-- GIVEN RECORDS follows --

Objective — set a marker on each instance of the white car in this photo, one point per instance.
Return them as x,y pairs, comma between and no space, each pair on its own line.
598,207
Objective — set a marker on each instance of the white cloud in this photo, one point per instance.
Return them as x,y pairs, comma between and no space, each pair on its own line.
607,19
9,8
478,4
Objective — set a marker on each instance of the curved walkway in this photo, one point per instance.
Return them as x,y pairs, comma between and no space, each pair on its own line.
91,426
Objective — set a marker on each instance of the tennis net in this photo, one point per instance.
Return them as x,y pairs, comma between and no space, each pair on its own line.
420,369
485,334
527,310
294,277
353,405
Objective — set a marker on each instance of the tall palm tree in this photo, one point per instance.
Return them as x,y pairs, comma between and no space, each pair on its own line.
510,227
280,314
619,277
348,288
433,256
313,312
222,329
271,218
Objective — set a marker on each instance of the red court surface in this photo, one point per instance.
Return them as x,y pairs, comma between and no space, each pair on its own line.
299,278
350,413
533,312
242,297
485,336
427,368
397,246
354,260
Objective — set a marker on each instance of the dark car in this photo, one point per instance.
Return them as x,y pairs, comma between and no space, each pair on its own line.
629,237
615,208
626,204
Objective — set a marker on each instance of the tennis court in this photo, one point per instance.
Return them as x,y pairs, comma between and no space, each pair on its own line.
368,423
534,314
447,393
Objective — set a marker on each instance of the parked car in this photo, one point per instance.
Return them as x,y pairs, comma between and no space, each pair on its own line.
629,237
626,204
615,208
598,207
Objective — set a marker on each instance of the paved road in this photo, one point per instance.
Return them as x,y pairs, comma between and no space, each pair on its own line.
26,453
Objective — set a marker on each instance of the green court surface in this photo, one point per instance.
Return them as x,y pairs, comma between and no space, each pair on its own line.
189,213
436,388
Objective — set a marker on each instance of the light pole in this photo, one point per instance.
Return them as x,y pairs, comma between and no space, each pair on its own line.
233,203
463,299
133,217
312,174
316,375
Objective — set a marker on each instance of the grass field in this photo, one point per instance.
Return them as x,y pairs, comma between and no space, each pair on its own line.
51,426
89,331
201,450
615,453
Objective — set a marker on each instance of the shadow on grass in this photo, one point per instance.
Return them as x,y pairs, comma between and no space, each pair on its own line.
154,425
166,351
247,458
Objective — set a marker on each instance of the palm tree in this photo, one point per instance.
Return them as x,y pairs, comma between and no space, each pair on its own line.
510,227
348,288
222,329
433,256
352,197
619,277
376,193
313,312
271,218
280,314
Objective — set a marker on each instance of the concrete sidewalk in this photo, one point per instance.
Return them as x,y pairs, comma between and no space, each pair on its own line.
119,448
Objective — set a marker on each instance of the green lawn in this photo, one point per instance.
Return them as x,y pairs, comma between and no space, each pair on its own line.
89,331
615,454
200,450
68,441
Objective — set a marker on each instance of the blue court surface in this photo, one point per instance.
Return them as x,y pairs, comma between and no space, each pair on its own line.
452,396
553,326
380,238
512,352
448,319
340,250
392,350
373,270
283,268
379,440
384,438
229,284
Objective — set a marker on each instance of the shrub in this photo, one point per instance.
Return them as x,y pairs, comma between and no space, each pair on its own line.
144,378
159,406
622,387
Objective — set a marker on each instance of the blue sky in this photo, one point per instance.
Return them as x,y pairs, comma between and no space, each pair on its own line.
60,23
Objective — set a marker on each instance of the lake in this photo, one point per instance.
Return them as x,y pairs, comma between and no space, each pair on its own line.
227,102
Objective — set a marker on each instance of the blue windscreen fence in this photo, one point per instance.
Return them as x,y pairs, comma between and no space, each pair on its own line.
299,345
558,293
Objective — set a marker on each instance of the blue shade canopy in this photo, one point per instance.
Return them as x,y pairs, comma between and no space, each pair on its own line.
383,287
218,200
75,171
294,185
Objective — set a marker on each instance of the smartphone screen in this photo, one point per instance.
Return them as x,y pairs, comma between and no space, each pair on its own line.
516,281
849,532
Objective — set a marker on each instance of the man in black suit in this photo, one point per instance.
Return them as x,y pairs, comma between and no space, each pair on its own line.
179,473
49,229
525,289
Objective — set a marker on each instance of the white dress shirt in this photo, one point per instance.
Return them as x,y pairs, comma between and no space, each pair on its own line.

-- GIVEN RECORDS concluded --

● EXERCISE DIRECTIONS: Which lines of the data include the word "grass"? Copy each one.

● RESULT OF THE TASK:
Objective — set a marker on each instance of the grass field in this photo, one point per instance.
Objective — set a marker on each instance of the shadow on grass in this photo, one point per instance.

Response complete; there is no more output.